DIRECTIONS: Beginning at the line that includes "Could you locate every window", print each remaining line of the data word for word. Output nothing else.

EXERCISE MATERIAL:
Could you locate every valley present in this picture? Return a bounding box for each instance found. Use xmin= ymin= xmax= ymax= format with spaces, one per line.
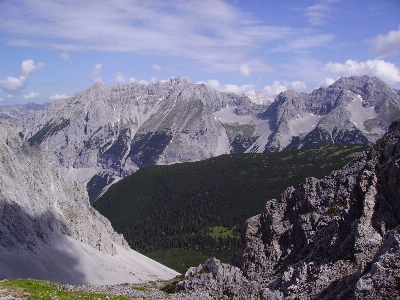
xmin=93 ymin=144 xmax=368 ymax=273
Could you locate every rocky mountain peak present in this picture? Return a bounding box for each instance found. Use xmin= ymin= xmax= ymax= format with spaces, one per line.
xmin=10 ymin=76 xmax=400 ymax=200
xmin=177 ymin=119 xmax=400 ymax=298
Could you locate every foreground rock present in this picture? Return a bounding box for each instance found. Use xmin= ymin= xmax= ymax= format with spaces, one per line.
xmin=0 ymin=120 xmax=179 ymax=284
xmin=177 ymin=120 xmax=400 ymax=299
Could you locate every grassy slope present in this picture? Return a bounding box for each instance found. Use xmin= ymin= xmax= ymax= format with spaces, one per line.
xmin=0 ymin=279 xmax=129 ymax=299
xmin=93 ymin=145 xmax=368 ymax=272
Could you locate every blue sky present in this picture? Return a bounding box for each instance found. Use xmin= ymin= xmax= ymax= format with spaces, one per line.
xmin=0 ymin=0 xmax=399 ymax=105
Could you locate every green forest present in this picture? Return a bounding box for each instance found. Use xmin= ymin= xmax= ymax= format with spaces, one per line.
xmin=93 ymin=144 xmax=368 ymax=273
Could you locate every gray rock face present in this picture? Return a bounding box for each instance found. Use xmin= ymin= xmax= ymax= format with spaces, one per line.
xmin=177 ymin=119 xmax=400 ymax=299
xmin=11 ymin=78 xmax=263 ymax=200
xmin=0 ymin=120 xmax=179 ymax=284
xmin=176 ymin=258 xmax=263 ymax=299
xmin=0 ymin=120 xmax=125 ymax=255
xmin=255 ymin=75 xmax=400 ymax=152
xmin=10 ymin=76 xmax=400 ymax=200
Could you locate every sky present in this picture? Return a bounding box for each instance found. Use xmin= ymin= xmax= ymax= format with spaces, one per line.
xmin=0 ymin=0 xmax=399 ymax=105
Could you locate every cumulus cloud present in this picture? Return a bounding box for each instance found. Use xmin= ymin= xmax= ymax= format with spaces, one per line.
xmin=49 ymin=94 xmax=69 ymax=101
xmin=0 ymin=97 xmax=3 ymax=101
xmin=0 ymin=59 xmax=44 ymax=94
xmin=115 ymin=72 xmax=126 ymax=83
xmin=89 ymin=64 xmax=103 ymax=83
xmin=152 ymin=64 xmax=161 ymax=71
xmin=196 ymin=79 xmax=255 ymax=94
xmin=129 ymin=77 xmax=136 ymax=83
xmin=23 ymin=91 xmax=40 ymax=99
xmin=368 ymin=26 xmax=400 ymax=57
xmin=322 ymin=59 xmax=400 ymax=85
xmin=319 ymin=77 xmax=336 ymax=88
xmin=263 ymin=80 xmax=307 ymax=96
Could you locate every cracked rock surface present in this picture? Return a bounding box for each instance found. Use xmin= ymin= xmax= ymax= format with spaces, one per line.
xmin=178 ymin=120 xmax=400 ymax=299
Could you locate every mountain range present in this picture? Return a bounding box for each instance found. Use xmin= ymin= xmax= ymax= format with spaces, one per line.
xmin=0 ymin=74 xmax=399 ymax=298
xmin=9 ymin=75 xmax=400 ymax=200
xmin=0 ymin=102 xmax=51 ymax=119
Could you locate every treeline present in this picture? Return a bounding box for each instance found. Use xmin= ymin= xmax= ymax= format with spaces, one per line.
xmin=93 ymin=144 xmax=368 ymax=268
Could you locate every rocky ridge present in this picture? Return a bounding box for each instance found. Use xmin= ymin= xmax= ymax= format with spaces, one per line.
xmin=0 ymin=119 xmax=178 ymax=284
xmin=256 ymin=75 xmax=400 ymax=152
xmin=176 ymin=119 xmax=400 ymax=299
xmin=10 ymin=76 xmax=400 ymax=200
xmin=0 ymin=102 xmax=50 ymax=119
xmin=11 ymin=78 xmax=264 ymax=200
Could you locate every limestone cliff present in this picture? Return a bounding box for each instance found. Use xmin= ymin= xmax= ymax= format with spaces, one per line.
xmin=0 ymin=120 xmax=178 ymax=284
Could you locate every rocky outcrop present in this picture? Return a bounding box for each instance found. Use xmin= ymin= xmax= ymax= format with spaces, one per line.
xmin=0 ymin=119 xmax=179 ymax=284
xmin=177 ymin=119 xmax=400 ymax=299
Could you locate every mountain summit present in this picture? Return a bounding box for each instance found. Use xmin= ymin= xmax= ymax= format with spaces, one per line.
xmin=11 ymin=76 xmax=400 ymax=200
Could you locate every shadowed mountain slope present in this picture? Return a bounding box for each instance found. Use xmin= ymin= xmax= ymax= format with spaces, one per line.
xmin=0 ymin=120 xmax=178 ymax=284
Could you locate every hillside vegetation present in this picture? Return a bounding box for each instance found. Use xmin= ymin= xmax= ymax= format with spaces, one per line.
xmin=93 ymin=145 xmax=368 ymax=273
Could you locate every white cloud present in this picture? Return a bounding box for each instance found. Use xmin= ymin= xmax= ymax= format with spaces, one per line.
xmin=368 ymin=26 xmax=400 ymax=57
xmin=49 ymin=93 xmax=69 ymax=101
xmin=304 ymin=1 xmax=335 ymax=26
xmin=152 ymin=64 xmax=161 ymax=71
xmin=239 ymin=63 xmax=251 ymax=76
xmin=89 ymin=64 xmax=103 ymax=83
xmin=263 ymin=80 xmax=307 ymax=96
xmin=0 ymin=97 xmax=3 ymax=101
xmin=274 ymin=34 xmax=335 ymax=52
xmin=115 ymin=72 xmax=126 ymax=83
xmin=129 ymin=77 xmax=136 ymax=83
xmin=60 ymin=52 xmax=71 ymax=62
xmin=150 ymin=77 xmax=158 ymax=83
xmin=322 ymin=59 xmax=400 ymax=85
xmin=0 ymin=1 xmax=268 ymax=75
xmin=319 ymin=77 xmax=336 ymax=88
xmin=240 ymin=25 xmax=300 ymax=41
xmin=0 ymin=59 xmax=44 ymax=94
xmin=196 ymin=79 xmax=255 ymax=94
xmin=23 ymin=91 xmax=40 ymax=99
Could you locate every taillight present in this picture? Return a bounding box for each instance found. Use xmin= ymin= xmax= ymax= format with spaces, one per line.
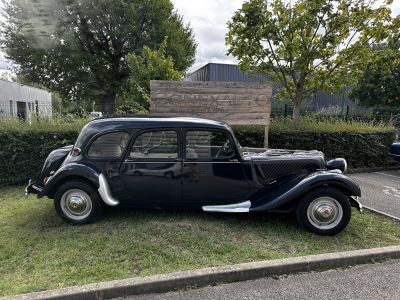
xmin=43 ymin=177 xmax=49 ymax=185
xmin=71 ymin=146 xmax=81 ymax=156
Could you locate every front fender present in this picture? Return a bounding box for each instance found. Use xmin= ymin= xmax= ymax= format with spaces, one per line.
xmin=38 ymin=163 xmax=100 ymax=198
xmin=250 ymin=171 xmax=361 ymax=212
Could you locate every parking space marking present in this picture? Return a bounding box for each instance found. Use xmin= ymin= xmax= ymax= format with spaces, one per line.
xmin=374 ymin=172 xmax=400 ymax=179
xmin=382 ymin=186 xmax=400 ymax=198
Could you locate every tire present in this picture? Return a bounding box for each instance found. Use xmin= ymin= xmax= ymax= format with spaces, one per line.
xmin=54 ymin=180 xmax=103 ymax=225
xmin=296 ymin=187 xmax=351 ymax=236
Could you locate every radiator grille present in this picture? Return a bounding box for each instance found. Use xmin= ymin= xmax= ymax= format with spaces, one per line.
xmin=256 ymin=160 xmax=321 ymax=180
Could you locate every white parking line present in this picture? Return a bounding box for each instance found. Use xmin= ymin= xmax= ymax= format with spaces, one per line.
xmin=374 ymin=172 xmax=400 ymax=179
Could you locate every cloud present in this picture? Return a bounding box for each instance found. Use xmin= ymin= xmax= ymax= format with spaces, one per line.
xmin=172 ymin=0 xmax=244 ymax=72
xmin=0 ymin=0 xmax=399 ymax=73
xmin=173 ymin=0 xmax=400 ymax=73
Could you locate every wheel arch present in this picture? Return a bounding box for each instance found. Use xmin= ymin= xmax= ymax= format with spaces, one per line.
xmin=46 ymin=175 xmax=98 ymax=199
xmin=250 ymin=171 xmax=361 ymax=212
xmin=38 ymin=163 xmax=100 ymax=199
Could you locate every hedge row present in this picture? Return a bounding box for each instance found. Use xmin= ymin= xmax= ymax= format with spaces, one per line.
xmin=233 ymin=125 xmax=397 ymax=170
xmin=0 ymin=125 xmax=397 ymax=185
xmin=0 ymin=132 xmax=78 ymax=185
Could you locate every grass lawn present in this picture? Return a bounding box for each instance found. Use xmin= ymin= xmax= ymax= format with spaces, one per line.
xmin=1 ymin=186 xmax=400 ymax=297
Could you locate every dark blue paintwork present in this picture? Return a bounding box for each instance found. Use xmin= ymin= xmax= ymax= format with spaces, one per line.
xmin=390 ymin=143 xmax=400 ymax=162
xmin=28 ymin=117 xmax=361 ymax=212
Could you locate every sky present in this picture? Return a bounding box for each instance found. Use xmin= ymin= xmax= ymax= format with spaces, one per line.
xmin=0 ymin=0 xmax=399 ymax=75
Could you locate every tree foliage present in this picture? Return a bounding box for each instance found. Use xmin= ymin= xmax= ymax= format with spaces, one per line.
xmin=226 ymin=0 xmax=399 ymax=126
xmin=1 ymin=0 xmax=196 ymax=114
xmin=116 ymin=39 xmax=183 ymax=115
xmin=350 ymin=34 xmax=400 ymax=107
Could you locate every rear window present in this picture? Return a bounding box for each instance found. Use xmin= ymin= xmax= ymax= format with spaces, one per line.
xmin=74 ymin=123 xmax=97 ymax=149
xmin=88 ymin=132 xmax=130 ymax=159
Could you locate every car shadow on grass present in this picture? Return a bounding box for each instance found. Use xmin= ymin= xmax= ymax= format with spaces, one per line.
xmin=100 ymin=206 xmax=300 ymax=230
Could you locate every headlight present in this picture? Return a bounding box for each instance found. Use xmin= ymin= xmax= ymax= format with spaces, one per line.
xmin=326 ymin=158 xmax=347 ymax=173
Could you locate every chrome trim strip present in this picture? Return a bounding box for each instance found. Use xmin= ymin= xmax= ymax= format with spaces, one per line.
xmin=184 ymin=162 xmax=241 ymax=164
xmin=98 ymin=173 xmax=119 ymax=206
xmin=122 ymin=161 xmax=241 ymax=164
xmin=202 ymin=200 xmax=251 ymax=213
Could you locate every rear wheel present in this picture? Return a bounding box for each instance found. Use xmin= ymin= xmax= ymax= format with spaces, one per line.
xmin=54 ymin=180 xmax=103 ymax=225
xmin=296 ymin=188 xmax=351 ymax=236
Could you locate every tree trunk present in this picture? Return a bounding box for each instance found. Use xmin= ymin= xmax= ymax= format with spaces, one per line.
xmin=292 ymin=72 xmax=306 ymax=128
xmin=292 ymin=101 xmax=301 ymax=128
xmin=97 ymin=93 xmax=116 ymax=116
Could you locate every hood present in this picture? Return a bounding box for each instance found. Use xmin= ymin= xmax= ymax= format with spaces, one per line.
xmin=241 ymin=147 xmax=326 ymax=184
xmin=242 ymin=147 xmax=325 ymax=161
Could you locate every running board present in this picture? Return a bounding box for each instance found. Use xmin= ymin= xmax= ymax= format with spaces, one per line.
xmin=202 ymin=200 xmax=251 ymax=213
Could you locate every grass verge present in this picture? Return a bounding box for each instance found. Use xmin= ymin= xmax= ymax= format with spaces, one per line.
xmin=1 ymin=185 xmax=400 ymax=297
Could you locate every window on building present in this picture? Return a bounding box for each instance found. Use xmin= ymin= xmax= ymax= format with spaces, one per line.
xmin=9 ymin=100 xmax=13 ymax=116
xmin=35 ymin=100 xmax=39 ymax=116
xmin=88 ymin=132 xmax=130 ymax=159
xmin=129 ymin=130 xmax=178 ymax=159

SOLUTION FOR THIS EXERCISE:
Could you locate every window on building present in this picture? Return a bounding box for each instance found. Use xmin= ymin= xmax= ymax= format with spaces, one per line.
xmin=9 ymin=100 xmax=13 ymax=116
xmin=35 ymin=100 xmax=39 ymax=116
xmin=88 ymin=132 xmax=130 ymax=159
xmin=129 ymin=130 xmax=178 ymax=159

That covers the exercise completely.